[Text extract]:
# # # # #

Training: 2 epochs | Batch: 4 | Grad Accum: 4
Effective batch size: 16


## 2.4 Initialize Trainer

Create a Trainer instance with our model, datasets, and training configuration.

In [13]:
trainer = Trainer(
    model=model,
    args=training_args,
    train_dataset=tokenized_train,
    eval_dataset=tokenized_val,
    tokenizer=tokenizer,
    data_collator=data_collator,
)

  trainer = Trainer(


## 2.5 Start Training

Begin the fine-tuning process. This may take some time depending on your hardware.

**Note:** Training 5000 samples for 3 epochs will take approximately:
- With GPU: 30-60 minutes
- With CPU: 4-6 hours

In [None]:
print("Training started...\n")

train_result = trainer.train()

gc.collect()
if torch.cuda.is_available():
    torch.cuda.empty_cache()

print("\n" + "="*80)
print(f"Training Loss: {train_result.training_loss:.4f}")
print(f"Runtime: {train_result.metrics['train_runtime']:.2f}s")
print("="*80)

Training started...



`use_cache=True` is incompatible with gradient checkpointing. Setting `use_cache=False`...


Epoch,Training Loss,Validation Loss
1,7.6637,0.024563
2,0.0268,0.022383


There were missing keys in the checkpoint model loaded: ['encoder.embed_tokens.weight', 'decoder.embed_tokens.weight', 'lm_head.weight'].



Training Loss: 3.0566
Runtime: 13239.30s


## 2.6 Save the Fine-tuned Model

Save the model and tokenizer for future use.

In [15]:
FINAL_MODEL_DIR = "./t5-squad-final"

trainer.save_model(FINAL_MODEL_DIR)
tokenizer.save_pretrained(FINAL_MODEL_DIR)

print(f"Model saved to: {FINAL_MODEL_DIR}")

Model saved to: ./t5-squad-final



# 3. Model Evaluation

In this section, we'll:
1. Evaluate the model on the validation set
2. Test the model with custom questions and contexts
3. Demonstrate the model's question-answering capabilities

## 3.1 Evaluate on Validation Set

In [16]:
eval_results = trainer.evaluate()

print("="*80)
print("Validation Results:")
print("="*80)
print(f"Loss: {eval_results['eval_loss']:.4f}")
print(f"Runtime: {eval_results['eval_runtime']:.2f}s")
print("="*80)



Validation Results:
Loss: 0.0224
Runtime: 306.58s


## 3.2 Create Inference Function

Create a helper function to generate answers for custom questions and contexts.

In [17]:
def generate_answer(question, context, max_length=128):
    """Generate answer from question and context."""
    input_text = f"question: {question} context: {context}"

    input_ids = tokenizer(
        input_text,
        return_tensors="pt",
        max_length=512,
        truncation=True
    ).input_ids.to(device)

# # # # #

[Jobs]:
1. List every keyword argument passed to Trainer when the trainer is created in the notebook excerpt.
2. Reproduce the stretch of the notebook excerpt from "## 2.5 Start" through "gc.collect()".
3. Condense the paragraph of the notebook excerpt beginning "In this section, we'll" into a single sentence that keeps its three points.
The listing below is not required for this work.

[Records from a collection]:
# # # # #

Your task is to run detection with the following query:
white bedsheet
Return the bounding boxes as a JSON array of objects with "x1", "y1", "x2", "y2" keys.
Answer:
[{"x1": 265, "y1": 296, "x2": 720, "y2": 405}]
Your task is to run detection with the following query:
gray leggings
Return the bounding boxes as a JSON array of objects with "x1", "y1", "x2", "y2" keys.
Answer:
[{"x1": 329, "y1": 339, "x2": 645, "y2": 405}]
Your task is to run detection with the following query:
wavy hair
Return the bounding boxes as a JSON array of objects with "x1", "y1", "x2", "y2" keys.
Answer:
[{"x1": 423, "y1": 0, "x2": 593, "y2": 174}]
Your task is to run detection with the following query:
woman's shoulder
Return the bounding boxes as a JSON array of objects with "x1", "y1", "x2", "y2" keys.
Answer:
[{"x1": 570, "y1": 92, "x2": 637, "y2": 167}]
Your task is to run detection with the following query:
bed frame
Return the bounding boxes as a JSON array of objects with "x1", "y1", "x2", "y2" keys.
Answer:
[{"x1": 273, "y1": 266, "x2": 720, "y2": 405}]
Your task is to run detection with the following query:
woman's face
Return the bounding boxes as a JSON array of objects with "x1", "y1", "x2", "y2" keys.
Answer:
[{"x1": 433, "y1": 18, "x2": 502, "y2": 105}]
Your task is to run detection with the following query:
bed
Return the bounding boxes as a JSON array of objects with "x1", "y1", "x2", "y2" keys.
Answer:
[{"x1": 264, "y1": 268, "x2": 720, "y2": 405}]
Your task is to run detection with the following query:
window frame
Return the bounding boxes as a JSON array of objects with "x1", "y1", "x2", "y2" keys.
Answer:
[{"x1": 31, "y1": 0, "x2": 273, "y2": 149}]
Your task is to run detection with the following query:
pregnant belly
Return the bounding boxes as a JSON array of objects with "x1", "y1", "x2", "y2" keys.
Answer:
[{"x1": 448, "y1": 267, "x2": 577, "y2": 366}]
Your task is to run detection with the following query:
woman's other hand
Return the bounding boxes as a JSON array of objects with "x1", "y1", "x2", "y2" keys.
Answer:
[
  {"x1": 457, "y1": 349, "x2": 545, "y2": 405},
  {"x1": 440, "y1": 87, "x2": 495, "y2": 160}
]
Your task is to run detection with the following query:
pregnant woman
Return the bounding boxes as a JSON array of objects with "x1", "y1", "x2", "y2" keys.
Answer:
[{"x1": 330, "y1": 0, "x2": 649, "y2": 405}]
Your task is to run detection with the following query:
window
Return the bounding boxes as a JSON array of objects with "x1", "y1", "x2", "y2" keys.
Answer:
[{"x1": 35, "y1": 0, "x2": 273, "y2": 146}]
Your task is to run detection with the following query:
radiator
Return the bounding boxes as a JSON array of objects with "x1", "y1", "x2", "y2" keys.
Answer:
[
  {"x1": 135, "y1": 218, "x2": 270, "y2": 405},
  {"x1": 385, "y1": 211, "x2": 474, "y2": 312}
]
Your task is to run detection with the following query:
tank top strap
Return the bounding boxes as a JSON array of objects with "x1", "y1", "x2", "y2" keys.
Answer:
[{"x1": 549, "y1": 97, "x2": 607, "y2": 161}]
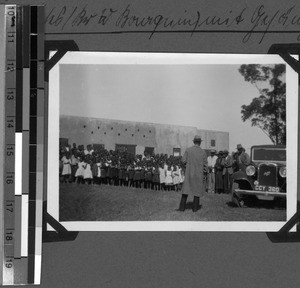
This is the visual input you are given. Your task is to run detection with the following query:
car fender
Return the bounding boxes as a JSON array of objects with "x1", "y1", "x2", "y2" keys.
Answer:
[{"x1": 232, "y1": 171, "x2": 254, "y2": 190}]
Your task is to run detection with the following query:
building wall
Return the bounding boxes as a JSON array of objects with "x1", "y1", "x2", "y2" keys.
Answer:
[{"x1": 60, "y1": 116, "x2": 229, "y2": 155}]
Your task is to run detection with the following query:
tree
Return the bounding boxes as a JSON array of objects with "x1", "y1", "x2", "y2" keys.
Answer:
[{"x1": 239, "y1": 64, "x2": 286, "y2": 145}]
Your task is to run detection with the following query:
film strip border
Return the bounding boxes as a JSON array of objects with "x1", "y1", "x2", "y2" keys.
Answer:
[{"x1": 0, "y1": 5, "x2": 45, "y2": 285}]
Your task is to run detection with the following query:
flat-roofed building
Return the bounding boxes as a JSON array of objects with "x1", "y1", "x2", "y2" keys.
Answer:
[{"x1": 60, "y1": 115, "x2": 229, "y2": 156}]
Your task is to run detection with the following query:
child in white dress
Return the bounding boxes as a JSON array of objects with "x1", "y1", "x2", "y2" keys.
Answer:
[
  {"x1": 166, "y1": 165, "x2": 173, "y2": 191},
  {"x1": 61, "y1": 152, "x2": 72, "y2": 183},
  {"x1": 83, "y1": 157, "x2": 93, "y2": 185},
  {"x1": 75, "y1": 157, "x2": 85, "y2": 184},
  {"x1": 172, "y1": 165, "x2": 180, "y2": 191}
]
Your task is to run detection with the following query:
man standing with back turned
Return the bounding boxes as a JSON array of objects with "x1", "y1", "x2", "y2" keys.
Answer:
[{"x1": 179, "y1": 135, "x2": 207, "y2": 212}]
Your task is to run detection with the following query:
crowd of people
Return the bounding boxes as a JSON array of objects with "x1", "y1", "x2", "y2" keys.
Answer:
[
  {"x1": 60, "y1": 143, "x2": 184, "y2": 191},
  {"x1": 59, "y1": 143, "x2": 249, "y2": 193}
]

# # # # #

[Answers for the exercise]:
1. model, args, train_dataset, eval_dataset, tokenizer, data_collator

2.
## 2.5 Start Training

Begin the fine-tuning process. This may take some time depending on your hardware.

**Note:** Training 5000 samples for 3 epochs will take approximately:
- With GPU: 30-60 minutes
- With CPU: 4-6 hours

In [None]:
print("Training started...\n")

train_result = trainer.train()

gc.collect()

3. This section evaluates the model on the validation set, tests it with custom questions and contexts, and demonstrates its question-answering capabilities.